*DATASET:*
## BEGIN

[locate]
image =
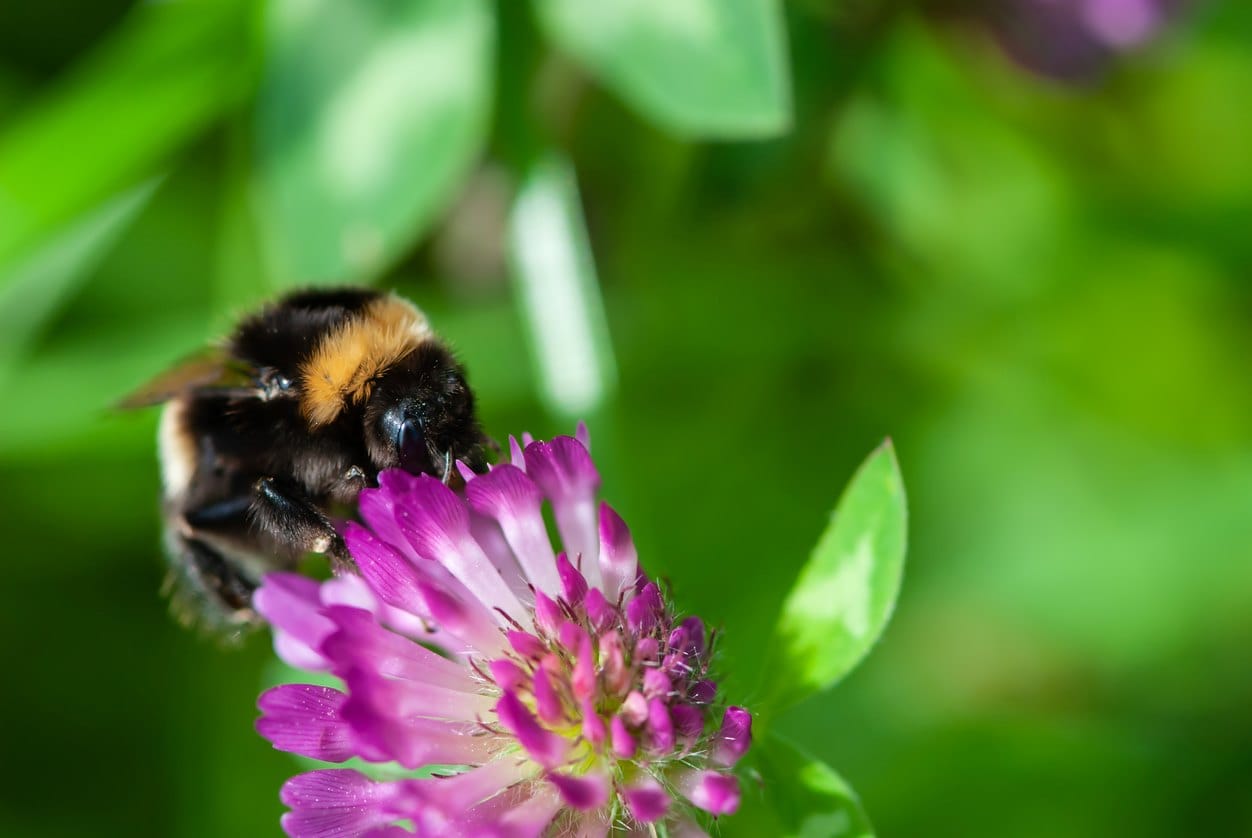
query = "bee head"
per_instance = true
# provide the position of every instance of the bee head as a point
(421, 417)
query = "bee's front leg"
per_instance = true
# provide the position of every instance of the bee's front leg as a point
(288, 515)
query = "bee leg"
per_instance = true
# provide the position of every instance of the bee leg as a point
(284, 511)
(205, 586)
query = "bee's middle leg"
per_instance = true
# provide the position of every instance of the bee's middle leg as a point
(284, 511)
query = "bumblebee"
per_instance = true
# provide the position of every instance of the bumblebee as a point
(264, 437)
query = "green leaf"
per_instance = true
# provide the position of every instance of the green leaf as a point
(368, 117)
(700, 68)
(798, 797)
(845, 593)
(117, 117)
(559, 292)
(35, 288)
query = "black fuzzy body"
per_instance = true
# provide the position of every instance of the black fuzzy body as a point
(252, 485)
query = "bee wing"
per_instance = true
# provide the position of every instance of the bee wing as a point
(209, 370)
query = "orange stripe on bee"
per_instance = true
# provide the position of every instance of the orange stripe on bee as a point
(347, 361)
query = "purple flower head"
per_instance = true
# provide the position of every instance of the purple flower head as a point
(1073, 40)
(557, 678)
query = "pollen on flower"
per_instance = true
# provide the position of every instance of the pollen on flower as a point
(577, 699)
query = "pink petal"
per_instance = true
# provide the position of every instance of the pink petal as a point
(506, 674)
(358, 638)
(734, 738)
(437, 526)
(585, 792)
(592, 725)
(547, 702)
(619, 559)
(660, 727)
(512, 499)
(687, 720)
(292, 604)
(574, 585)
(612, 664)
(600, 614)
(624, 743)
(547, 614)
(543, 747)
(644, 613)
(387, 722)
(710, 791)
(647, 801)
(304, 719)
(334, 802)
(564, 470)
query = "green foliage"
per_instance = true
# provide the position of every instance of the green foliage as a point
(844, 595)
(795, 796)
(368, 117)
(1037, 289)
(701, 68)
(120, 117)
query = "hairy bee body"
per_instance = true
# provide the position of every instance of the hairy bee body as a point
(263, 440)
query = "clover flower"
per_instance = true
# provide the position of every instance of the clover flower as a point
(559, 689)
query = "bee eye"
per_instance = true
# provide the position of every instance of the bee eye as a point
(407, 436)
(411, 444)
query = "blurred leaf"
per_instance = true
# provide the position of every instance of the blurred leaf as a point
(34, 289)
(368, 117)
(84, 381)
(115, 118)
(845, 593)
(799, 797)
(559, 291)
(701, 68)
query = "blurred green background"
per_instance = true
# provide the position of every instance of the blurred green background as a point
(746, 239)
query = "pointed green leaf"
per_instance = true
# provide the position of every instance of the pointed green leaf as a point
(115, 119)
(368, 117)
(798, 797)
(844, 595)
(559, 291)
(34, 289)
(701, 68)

## END
## BEGIN

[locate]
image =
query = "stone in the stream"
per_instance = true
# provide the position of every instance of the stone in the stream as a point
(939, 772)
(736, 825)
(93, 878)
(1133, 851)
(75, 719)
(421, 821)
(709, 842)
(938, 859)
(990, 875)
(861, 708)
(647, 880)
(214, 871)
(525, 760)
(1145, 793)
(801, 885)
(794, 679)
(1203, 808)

## END
## BEGIN

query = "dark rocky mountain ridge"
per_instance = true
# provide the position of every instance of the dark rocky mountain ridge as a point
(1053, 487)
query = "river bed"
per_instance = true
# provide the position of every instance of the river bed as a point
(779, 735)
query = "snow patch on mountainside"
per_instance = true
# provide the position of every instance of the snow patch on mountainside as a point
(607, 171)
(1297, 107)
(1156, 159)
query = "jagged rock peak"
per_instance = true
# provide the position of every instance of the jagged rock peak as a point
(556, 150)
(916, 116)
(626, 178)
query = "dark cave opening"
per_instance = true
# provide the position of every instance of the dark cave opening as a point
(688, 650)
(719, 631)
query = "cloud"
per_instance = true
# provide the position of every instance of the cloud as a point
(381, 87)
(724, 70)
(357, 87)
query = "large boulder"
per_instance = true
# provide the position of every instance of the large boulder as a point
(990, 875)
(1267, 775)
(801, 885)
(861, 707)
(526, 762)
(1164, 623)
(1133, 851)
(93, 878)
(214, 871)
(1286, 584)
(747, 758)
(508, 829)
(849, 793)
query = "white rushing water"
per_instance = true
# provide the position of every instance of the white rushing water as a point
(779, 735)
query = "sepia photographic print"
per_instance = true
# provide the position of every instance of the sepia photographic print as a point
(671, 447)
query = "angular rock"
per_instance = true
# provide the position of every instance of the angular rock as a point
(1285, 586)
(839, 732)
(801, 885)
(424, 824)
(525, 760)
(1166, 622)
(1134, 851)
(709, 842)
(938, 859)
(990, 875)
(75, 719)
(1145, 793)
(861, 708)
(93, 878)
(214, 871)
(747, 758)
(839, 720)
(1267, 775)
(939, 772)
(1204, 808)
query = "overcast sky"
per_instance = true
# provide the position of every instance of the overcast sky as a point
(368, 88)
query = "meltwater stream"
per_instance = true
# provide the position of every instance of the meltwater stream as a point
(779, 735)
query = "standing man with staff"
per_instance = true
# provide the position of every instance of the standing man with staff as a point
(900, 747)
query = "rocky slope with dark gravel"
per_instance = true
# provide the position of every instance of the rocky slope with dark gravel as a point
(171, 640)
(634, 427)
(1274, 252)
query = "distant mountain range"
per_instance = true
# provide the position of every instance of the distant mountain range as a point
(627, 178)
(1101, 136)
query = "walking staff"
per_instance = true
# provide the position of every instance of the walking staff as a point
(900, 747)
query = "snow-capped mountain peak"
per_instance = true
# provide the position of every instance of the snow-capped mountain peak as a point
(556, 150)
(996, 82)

## END

Gather every line in the records above that contains the string "slope" and copy each one out in full.

*RESPONSE:*
query = "rocky slope with dark gravel"
# provide the position of every instance of the rocky slope with dark gravel as a point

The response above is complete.